▶ **PAGE EXTRACT**
_ _ _ _

The Curiosity Blog

Just how complex is mobile testing?

Written by Thomas Pryce | 01 March 2023 15:33:16 Z

Welcome to Part 2/5 in our “Scalable Mobile Test Automation” series.

Part 1 set out the seismic rise in mobile use, arguing that testing strategies must prioritise mobile test automation alongside testing for desktop and laptop users.

This article considers why prioritising mobile testing might be a daunting prospect to teams currently struggling to maintain automation for web and desktop. It considers the mixed success of automated testing so far, before evaluating the additional strain that will be placed on testing by mobile. Part 3 will next consider why a new, automated and targeted approach is therefore needed for creating automated tests.

Want to read all five parts of the series now? Download Curiosity’s latest eBook, How to Scale Mobile Test Automation.

A daunting prospect for test automation teams?

At a time when test automation needs to prioritise mobile, the World Quality Report found that only 15-20% of tests are automated, including just 15-20% of regression tests [1]. It’s generally agreed that logically repetitive, recurring regression tests should be automated. That only 15-20% have been automated is not therefore for want of trying, but instead indicates how teams are struggling to scale automated testing.

These same teams now face the additional, uphill battle of maintaining tests for mobile. This will likely require the use of different test automation technologies, languages and libraries. Given that the average automation rates have hit just 15-20% to date, how can testing teams be expected to double-up their efforts, scaling automation for both native apps and web?

Mobile testing’s combinatorial explosion

If only it was as simple as doubling-up.

In addition to using different technologies, testing rigorously on mobile means testing a wide-range of additional permutations.

Imagine you have just 1 test case, in which the user journey is broadly similar for web and mobile. Testing that same logic on mobile must additional “cover” a wide-range of factors. These include:

  1. Which device is being used?
  2. Which mobile browser is being used?
  3. Which mobile operating system is being used?
  4. Do device features function properly on each phone and tablet? This might include gestures, cameras and file uploads, as well as mobile technologies like gyroscopes and accelerometers [2].
  5. Does the test pass under different localisation settings? [3]
  6. What happens under different network conditions and events, such as switching from data to WiFi or going offline?
  7. What happens during an interruption, such as a push notification, a system update, or running out of battery? [4]

In addition to all of this, native apps must further pass checks performed by different app stores, adding even more permutations to test.

These factors create a “combinatorial explosion” of possible mobile logic to test. Consider a simplified example, where you want to execute 1 test case on 200 devices and 100 browser/OS combinations. You further want to test 7 gestures, combined in different orders, in 7 locations, with 3 possible network events, the option of interruption or not, and against two app store guidelines.

_ _ _ _

▶ **ENTRIES SHOWN**

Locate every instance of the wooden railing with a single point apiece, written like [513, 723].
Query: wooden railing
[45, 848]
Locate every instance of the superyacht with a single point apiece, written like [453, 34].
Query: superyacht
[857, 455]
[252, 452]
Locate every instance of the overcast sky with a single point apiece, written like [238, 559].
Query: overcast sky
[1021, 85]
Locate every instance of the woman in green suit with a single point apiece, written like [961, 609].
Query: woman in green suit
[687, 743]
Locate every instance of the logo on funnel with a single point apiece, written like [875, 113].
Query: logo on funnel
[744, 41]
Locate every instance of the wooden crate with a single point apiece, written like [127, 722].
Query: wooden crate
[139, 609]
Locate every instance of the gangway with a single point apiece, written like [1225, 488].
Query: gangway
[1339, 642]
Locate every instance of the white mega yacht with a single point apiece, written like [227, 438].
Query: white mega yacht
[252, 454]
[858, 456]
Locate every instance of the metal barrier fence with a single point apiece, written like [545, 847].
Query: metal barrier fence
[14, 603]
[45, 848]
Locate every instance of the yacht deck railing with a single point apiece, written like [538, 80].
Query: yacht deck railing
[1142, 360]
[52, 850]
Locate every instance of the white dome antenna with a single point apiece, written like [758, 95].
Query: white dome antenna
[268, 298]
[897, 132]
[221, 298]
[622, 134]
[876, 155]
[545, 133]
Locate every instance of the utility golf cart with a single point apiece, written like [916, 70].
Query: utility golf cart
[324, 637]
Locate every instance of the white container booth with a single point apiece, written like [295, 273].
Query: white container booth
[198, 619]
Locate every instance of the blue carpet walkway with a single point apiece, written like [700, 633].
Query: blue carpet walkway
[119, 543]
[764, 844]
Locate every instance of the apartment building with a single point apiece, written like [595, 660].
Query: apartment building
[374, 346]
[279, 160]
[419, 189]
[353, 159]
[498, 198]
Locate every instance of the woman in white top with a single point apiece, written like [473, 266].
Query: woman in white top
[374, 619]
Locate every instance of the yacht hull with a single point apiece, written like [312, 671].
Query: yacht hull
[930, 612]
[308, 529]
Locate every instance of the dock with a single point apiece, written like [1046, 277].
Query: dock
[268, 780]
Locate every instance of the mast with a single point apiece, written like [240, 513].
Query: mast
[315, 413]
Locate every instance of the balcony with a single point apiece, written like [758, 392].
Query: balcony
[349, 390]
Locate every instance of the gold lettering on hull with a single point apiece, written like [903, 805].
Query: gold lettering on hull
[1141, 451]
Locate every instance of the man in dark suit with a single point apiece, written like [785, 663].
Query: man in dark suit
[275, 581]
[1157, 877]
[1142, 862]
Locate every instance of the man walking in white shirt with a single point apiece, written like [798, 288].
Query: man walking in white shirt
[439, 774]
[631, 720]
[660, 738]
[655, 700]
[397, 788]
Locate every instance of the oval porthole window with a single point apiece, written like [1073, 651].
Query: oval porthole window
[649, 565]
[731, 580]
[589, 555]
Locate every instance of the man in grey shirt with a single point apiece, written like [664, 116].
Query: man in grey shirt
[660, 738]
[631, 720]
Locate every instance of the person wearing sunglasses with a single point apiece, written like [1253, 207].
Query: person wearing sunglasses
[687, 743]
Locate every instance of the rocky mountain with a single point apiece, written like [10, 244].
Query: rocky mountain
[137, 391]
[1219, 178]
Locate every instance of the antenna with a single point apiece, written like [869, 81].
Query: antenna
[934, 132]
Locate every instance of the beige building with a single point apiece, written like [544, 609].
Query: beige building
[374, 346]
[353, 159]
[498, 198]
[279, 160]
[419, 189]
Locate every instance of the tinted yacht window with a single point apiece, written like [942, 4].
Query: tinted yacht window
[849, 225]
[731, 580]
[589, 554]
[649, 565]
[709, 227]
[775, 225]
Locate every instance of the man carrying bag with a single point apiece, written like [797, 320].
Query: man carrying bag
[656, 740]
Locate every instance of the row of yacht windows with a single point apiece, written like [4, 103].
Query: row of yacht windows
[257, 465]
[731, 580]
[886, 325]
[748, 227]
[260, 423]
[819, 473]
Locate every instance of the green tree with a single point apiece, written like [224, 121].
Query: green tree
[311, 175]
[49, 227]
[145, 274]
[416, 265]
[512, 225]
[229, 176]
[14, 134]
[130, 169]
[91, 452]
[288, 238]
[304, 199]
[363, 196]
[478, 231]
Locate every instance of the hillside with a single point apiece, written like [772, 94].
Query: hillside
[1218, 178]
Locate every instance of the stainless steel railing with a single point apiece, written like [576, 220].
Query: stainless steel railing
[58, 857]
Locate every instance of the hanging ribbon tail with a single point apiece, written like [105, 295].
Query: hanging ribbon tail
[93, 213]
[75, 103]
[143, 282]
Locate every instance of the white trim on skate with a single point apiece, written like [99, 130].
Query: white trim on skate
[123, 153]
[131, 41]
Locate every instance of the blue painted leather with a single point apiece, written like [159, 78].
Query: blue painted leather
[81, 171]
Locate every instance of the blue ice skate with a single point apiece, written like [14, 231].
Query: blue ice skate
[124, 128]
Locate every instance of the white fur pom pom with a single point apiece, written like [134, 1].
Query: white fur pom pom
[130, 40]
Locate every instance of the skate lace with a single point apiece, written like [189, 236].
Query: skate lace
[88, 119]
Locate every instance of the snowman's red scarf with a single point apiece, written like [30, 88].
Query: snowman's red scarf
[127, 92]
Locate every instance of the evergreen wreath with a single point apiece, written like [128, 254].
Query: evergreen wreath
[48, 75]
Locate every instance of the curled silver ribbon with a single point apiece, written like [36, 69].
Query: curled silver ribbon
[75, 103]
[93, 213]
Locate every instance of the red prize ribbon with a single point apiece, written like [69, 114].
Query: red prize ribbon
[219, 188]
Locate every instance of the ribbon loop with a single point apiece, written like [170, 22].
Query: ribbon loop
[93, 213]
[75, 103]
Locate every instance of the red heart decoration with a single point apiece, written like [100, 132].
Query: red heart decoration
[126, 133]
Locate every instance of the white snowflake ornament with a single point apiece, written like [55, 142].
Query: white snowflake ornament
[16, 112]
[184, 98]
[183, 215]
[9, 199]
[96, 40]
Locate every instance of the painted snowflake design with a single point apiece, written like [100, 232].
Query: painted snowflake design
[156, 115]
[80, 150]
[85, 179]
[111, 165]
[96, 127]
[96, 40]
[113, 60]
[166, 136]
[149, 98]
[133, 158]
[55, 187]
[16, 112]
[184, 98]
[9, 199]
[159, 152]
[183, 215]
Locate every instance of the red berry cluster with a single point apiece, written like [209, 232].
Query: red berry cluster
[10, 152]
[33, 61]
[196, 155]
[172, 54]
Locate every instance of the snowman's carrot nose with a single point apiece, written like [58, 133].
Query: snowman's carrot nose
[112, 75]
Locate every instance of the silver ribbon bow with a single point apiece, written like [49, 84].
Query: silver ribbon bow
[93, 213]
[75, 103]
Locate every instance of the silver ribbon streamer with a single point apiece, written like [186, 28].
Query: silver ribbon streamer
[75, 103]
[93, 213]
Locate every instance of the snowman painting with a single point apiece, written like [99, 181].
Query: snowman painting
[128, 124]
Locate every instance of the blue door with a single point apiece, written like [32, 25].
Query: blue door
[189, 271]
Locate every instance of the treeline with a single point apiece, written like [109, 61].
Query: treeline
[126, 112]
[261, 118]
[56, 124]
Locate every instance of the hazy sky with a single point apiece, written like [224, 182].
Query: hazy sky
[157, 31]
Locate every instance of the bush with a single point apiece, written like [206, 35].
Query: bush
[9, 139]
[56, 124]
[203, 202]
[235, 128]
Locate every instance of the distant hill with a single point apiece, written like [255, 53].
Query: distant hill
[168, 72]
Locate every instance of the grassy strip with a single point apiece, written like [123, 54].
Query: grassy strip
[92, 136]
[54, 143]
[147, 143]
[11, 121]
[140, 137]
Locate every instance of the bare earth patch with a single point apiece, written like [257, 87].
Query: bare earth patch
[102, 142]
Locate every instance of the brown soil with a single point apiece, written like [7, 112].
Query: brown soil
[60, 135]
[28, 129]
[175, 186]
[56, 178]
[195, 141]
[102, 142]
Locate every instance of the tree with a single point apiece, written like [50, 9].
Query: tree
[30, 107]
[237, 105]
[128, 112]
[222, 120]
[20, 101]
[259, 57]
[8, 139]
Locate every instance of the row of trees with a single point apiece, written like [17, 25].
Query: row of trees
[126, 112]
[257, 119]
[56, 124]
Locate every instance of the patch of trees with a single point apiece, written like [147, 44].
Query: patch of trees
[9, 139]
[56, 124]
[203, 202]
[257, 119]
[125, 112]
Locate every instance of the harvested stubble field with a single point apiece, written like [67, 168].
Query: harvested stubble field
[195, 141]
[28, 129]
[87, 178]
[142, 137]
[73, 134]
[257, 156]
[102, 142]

_ _ _ _

▶ **STATED GOAL 1**
Reproduce the mobile testing blog post from "7. What happens" up to and including "app store guidelines.".
▶ **STATED GOAL 2**
List every device feature or mobile technology that the mobile testing blog post gives as an example of what must function properly on each phone and tablet.

▶ **OUTPUT 1**
7. What happens during an interruption, such as a push notification, a system update, or running out of battery? [4]

In addition to all of this, native apps must further pass checks performed by different app stores, adding even more permutations to test.

These factors create a “combinatorial explosion” of possible mobile logic to test. Consider a simplified example, where you want to execute 1 test case on 200 devices and 100 browser/OS combinations. You further want to test 7 gestures, combined in different orders, in 7 locations, with 3 possible network events, the option of interruption or not, and against two app store guidelines.

▶ **OUTPUT 2**
- gestures
- cameras
- file uploads
- gyroscopes
- accelerometers